## REQUIRED TASK
Could the lines from the one with "In this exercise you will tag the banner" through the end of the listing be restated exactly, with nothing else included?

· · · · · · ·

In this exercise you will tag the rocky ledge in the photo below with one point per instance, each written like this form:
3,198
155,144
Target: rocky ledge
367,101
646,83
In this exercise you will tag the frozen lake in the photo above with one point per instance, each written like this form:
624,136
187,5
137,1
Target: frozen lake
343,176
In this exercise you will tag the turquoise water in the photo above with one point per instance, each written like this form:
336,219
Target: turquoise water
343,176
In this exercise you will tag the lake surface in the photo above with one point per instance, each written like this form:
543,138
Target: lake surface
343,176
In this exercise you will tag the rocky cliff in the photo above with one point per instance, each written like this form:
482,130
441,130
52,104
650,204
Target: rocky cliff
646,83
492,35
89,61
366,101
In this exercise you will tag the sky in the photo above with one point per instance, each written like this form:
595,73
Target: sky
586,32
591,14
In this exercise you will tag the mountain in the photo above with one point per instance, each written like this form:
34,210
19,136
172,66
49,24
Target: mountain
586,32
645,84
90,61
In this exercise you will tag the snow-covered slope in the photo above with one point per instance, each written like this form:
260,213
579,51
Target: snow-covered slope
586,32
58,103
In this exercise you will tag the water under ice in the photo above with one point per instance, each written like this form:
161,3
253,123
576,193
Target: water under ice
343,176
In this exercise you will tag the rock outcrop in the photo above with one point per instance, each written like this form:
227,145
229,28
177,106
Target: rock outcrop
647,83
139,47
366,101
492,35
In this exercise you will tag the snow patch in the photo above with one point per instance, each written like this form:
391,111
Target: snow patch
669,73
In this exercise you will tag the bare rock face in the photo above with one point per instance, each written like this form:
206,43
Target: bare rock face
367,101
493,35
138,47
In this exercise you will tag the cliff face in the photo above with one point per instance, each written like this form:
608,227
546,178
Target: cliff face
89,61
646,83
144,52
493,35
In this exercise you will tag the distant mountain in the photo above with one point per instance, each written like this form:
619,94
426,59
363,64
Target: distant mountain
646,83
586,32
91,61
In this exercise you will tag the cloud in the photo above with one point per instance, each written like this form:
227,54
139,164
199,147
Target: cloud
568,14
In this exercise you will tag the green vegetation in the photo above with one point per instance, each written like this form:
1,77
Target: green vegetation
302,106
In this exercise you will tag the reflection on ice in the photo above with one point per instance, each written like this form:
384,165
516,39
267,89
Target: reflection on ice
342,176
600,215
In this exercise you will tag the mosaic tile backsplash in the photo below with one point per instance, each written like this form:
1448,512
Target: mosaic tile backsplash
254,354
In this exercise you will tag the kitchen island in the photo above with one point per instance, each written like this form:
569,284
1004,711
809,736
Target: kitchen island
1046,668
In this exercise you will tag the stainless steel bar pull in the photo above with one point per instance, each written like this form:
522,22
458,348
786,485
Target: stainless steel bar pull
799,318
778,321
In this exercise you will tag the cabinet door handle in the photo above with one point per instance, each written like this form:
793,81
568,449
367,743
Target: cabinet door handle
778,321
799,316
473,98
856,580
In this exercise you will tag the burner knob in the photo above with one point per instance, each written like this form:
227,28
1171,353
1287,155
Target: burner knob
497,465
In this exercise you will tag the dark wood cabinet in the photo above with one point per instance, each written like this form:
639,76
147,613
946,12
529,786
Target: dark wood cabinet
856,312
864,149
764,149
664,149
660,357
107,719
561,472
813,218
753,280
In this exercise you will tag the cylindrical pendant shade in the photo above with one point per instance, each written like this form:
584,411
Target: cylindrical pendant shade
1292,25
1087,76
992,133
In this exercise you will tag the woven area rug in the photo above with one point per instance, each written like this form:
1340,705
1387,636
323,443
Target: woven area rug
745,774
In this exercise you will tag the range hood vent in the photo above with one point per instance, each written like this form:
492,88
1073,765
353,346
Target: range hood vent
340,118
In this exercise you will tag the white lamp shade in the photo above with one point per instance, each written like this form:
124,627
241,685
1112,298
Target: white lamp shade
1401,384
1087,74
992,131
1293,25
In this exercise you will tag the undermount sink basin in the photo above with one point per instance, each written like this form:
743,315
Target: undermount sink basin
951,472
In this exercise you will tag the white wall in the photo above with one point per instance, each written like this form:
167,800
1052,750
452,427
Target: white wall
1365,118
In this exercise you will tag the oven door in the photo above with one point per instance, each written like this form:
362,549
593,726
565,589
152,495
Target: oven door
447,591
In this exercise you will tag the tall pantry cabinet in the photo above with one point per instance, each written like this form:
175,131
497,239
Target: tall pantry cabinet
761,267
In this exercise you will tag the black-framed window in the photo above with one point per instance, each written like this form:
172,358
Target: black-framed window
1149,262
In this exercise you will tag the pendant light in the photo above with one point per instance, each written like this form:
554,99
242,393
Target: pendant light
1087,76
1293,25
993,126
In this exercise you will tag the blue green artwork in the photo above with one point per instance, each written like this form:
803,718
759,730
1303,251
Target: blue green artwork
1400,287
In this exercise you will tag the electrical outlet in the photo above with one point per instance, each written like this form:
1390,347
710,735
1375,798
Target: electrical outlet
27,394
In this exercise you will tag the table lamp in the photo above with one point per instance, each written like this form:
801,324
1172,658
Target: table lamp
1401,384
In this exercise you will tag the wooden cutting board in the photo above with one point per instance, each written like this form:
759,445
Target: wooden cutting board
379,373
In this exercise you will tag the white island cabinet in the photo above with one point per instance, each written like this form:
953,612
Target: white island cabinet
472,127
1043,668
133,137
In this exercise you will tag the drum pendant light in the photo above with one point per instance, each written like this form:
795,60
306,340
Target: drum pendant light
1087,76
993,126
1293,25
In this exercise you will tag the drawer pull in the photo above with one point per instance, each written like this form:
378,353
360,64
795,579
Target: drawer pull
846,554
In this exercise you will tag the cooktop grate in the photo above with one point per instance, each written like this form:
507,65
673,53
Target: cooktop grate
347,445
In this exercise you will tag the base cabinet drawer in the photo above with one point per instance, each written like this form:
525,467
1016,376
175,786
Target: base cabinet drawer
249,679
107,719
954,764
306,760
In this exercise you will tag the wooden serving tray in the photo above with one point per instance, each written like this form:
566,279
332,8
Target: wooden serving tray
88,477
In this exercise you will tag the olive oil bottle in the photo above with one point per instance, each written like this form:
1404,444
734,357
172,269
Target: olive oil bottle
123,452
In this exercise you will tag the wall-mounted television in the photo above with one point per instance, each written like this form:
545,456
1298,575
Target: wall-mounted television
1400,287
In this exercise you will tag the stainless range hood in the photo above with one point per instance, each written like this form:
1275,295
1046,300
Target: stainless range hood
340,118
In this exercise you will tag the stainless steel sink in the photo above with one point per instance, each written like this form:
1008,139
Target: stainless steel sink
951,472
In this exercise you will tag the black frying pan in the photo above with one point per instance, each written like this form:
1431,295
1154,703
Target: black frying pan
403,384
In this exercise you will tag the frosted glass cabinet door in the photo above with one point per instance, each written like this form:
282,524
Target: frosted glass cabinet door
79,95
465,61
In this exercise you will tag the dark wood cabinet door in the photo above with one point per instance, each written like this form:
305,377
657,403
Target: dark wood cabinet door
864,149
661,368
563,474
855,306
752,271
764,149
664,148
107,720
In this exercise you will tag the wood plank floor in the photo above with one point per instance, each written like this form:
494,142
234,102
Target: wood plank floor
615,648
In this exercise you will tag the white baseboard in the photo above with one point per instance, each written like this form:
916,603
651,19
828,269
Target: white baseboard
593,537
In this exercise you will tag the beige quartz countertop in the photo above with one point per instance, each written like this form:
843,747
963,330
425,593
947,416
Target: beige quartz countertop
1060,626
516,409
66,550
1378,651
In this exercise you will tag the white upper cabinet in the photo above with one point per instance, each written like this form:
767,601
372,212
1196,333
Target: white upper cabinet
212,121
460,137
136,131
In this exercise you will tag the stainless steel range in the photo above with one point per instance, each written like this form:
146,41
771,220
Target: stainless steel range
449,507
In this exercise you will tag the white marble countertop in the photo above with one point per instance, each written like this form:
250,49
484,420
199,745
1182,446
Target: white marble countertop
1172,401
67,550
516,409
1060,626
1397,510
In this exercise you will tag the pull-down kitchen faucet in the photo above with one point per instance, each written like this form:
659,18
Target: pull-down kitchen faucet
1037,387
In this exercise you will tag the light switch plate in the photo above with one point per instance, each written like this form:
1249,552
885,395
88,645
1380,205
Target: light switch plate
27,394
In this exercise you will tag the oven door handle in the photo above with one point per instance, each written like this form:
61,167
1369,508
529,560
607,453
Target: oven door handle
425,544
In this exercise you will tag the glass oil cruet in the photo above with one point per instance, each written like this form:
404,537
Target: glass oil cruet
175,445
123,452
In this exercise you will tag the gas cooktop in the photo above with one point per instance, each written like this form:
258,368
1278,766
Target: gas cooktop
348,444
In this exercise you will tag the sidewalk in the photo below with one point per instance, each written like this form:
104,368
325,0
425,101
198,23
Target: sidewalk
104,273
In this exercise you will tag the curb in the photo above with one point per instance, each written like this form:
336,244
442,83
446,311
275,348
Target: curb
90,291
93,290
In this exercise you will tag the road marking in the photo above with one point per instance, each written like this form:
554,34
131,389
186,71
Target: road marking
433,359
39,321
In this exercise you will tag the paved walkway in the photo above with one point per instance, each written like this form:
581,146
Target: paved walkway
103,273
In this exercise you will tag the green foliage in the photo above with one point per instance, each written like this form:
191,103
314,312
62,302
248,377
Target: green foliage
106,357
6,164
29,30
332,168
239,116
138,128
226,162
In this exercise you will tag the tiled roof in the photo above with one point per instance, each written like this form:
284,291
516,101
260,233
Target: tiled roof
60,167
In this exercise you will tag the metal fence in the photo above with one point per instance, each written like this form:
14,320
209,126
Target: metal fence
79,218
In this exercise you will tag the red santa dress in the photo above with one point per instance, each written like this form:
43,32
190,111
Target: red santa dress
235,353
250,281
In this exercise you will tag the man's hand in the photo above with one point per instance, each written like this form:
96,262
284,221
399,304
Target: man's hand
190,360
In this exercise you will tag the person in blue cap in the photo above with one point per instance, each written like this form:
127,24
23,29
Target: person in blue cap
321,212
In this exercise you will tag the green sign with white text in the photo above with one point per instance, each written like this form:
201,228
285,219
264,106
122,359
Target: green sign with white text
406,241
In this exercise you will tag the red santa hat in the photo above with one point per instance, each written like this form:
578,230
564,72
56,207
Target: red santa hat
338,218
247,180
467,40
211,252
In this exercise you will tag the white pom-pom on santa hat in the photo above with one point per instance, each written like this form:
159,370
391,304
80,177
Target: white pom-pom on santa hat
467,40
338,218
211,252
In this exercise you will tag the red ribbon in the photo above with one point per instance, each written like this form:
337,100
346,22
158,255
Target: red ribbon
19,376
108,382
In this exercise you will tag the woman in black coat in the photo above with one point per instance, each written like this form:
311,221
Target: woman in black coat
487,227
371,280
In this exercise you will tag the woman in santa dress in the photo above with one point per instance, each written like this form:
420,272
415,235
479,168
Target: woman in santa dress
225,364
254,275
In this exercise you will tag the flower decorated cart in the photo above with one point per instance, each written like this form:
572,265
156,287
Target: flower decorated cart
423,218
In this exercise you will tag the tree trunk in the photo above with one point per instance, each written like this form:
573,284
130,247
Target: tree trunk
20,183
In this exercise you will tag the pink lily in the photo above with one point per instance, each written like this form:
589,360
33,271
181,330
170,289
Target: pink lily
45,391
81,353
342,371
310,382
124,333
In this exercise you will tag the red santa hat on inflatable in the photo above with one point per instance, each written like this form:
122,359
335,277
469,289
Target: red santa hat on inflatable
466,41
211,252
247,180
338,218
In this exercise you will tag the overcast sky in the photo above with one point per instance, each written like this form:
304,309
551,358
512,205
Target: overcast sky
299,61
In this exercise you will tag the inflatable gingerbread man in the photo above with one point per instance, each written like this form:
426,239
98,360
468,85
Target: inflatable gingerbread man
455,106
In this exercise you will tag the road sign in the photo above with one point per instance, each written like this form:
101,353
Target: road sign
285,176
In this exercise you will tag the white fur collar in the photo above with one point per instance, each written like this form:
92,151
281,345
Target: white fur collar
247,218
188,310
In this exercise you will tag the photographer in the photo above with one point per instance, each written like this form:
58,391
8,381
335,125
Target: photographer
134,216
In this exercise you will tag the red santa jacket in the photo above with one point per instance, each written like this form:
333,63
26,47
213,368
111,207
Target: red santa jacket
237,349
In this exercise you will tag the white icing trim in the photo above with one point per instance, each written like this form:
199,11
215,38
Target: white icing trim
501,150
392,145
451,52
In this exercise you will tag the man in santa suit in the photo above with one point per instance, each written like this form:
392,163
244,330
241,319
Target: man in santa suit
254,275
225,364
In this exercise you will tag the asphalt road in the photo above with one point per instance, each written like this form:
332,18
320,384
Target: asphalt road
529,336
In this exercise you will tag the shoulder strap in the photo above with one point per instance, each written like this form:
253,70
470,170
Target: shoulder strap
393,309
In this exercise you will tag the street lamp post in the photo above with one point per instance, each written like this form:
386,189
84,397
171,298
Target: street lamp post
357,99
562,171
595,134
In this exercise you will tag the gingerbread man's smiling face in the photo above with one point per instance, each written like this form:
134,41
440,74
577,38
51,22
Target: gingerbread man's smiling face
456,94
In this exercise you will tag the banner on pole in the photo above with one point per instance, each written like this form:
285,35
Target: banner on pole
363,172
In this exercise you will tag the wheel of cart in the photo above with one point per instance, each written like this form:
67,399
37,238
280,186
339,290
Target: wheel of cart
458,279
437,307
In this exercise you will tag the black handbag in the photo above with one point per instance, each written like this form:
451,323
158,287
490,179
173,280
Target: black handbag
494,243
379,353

· · · · · · ·

## WRITTEN ANSWER
In this exercise you will tag the banner on pole in the photo above with one point per instance, each written like this form:
285,35
Target: banner on pole
363,172
In this exercise you will tag the wheel of cart in the photo above with one point per instance, each written like this form:
67,399
37,238
280,186
339,290
Target: wheel of cart
458,279
437,307
In this exercise you will tag the black handbag in the photo above with one point per instance, each written like this form:
451,323
158,287
490,179
173,280
Target: black handbag
494,243
379,353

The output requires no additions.